Preparing data for Donut training results in error "ArrowInvalid: offset overflow while concatenating arrays"

Hi there,

I am following this notebook to train Donut model on custom data that is 5500 invoice images with dimensions 1200x1432px with respective json data files. Everything goes well until this line:

# need at least 32-64GB of RAM to run this
processed_dataset = proc_dataset.map(transform_and_tokenize,remove_columns=["image","text"])

Which, after running for 5-6 minutes results in the following error:

…
File /opt/conda/lib/python3.11/site-packages/pyarrow/table.pxi:4512, in pyarrow.lib.Table.combine_chunks()

File /opt/conda/lib/python3.11/site-packages/pyarrow/error.pxi:155, in pyarrow.lib.pyarrow_internal_check_status()

File /opt/conda/lib/python3.11/site-packages/pyarrow/error.pxi:92, in pyarrow.lib.check_status()

WHAT TO WORK ON:
A) According to the forum post, what step triggers the error, and after how long does it appear?
B) Shift every bounding-box coordinate in the answers of the entries below by -101. Repeat all of their lines, requests included.

MATERIAL SHOWN:

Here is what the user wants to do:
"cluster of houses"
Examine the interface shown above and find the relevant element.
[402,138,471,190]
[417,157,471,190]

ANSWER LIST:
A) The error is triggered by running the line that maps transform_and_tokenize over proc_dataset while removing the "image" and "text" columns. It appears after that line has been running for 5-6 minutes.

B)
Here is what the user wants to do:
"cluster of houses"
Examine the interface shown above and find the relevant element.
[301,37,370,89]
[316,56,370,89]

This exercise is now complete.